-- Saved entries --
*** Block opens ***
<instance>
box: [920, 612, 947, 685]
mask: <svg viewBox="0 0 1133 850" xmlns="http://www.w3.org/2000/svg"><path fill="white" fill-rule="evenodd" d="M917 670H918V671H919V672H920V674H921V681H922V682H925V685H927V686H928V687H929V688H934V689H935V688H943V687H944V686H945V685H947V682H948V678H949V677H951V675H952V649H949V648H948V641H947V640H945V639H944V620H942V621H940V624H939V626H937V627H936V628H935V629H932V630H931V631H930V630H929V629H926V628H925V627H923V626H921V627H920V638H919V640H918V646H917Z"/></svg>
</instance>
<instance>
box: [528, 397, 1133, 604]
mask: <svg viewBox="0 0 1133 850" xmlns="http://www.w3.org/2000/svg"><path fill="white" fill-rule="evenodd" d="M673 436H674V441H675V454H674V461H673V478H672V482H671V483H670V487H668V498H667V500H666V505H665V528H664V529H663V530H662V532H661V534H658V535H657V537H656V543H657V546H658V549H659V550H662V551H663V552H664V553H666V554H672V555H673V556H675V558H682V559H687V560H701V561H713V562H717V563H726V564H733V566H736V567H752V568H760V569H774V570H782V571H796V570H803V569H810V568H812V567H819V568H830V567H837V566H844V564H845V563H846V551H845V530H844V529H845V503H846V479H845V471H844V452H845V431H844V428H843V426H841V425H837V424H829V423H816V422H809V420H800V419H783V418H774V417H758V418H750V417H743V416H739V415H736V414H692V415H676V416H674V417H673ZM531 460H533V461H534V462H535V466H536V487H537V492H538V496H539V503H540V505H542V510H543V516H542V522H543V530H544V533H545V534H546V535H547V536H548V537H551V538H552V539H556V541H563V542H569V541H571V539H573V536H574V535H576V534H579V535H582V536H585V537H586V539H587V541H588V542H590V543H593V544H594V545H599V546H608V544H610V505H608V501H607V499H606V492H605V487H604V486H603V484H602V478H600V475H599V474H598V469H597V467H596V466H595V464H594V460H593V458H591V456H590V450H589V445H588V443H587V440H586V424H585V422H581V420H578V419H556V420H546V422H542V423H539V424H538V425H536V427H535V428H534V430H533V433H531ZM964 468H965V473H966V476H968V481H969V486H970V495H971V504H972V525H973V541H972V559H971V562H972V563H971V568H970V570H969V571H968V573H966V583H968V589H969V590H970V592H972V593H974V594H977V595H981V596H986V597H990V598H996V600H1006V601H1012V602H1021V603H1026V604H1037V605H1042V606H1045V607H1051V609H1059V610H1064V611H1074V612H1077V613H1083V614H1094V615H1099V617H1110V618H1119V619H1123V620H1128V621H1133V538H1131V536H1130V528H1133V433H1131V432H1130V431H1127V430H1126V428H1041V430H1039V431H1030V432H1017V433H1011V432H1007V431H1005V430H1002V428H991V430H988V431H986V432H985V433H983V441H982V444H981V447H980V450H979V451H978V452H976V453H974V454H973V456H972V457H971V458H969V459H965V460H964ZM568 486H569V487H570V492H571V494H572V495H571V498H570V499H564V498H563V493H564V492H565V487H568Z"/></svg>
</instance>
*** Block closes ***
-- AIM OF THE TASK --
Down to the final line, the data above must be copied exactly.

-- TASK ANSWER --
<instance>
box: [920, 612, 947, 685]
mask: <svg viewBox="0 0 1133 850" xmlns="http://www.w3.org/2000/svg"><path fill="white" fill-rule="evenodd" d="M917 670H918V671H919V672H920V674H921V681H922V682H925V685H927V686H928V687H929V688H934V689H935V688H943V687H944V686H945V685H947V682H948V678H949V677H951V675H952V649H949V648H948V641H947V640H945V639H944V620H942V621H940V624H939V626H937V627H936V628H935V629H932V630H931V631H930V630H929V629H926V628H925V627H923V626H921V627H920V638H919V640H918V646H917Z"/></svg>
</instance>
<instance>
box: [528, 397, 1133, 604]
mask: <svg viewBox="0 0 1133 850" xmlns="http://www.w3.org/2000/svg"><path fill="white" fill-rule="evenodd" d="M673 436H674V441H675V454H674V461H673V478H672V482H671V483H670V487H668V498H667V500H666V505H665V528H664V529H663V530H662V532H661V534H658V535H657V537H656V543H657V546H658V549H659V550H662V551H663V552H664V553H666V554H672V555H673V556H675V558H682V559H687V560H701V561H713V562H717V563H726V564H733V566H736V567H752V568H760V569H774V570H782V571H796V570H803V569H810V568H812V567H819V568H830V567H837V566H844V564H845V563H846V551H845V530H844V529H845V503H846V479H845V471H844V452H845V431H844V428H843V426H841V425H837V424H829V423H816V422H809V420H800V419H783V418H774V417H758V418H750V417H743V416H739V415H736V414H692V415H676V416H674V417H673ZM531 460H533V461H534V462H535V466H536V487H537V492H538V496H539V503H540V505H542V510H543V516H542V522H543V530H544V533H545V534H546V535H547V536H548V537H551V538H552V539H556V541H563V542H569V541H571V539H573V536H574V535H576V534H579V535H582V536H585V537H586V539H587V541H588V542H590V543H593V544H594V545H599V546H608V544H610V505H608V501H607V499H606V492H605V487H604V486H603V484H602V478H600V475H599V474H598V469H597V467H596V466H595V464H594V460H593V458H591V456H590V450H589V445H588V443H587V440H586V424H585V422H581V420H578V419H556V420H546V422H542V423H539V424H538V425H536V427H535V428H534V430H533V433H531ZM964 468H965V473H966V476H968V481H969V486H970V495H971V504H972V525H973V541H972V559H971V562H972V563H971V568H970V570H969V571H968V573H966V583H968V589H969V590H970V592H972V593H974V594H977V595H981V596H986V597H990V598H996V600H1006V601H1012V602H1021V603H1026V604H1037V605H1042V606H1045V607H1051V609H1059V610H1064V611H1074V612H1077V613H1083V614H1094V615H1099V617H1110V618H1119V619H1123V620H1128V621H1133V538H1131V536H1130V528H1133V433H1131V432H1130V431H1127V430H1126V428H1041V430H1039V431H1030V432H1017V433H1011V432H1007V431H1005V430H1002V428H991V430H988V431H986V432H985V433H983V441H982V444H981V447H980V450H979V451H978V452H976V453H974V454H973V456H972V457H971V458H969V459H965V460H964ZM568 486H569V487H570V492H571V494H572V495H571V498H570V499H564V498H563V493H564V492H565V487H568Z"/></svg>
</instance>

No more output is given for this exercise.